▸ Document excerpt:
>>>>
Crowds, Vaccines, Climate Comparisons: Sciences Faculty Share COVID-19 Insights, Expertise with Media
Please note: This page is a compilation of faculty media mentions. For up-to-date information on Georgia Tech's response to coronavirus (COVID-19) please see http://health.gatech.edu/coronavirus.
COVID-19 has sent many to seek out the latest information and ask questions about immunology, disease tracking, and how vaccines are developed.
Georgia Tech College of Sciences faculty from three schools recently shared insights and expertise in news reports focused on the topic:
M.G. Finn on vaccine timelines, social distancing
The race is on in labs across the globe to find a vaccine for the coronavirus.
M.G. Finn, the head of Georgia Tech’s School of Chemistry and Biochemistry, said possible vaccines are already in the works.
<<<<
▸ Assigned task: Quote the stretch of the faculty media mentions text from "Crowds, Vaccines, Climate" through "in the works.". The rows presented next are drawn from a separate source and bear no relation to the text above.

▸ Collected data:
>>>>
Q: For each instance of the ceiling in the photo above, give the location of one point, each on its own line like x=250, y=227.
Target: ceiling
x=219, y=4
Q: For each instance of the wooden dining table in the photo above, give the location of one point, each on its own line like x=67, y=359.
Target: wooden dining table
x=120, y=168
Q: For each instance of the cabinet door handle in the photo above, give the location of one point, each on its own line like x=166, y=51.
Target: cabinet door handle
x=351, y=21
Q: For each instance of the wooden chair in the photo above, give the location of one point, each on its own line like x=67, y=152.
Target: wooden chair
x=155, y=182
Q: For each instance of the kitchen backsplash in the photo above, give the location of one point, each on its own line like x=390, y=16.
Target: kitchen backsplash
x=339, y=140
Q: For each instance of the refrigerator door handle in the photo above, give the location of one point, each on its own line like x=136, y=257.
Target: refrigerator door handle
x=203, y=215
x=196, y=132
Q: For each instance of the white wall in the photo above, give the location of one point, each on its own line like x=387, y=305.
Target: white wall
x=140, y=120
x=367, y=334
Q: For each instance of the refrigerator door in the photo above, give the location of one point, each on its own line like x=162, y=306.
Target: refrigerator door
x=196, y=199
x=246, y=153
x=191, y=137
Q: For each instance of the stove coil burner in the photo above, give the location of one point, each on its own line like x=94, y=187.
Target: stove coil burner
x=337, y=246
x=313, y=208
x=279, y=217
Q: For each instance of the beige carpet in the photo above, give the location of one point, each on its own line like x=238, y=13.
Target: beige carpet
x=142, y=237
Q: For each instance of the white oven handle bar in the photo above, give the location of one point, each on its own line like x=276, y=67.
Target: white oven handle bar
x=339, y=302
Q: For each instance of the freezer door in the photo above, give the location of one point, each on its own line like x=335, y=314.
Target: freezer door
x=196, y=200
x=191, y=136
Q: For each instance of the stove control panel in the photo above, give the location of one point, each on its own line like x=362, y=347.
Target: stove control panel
<<<<
>>>>
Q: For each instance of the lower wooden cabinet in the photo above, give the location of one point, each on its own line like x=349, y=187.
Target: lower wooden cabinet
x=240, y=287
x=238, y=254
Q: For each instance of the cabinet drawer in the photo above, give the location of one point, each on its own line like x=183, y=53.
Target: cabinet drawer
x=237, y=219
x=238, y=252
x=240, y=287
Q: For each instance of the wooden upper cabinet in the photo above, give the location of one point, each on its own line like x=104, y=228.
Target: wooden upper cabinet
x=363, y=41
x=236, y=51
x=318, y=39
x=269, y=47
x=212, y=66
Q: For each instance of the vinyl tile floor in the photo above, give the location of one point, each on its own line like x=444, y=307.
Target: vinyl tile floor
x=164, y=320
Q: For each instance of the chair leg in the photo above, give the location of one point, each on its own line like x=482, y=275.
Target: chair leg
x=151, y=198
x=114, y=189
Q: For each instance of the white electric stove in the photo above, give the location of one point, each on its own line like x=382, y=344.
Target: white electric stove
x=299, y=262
<<<<
▸ Finished exercise:
Crowds, Vaccines, Climate Comparisons: Sciences Faculty Share COVID-19 Insights, Expertise with Media
Please note: This page is a compilation of faculty media mentions. For up-to-date information on Georgia Tech's response to coronavirus (COVID-19) please see http://health.gatech.edu/coronavirus.
COVID-19 has sent many to seek out the latest information and ask questions about immunology, disease tracking, and how vaccines are developed.
Georgia Tech College of Sciences faculty from three schools recently shared insights and expertise in news reports focused on the topic:
M.G. Finn on vaccine timelines, social distancing
The race is on in labs across the globe to find a vaccine for the coronavirus.
M.G. Finn, the head of Georgia Tech’s School of Chemistry and Biochemistry, said possible vaccines are already in the works.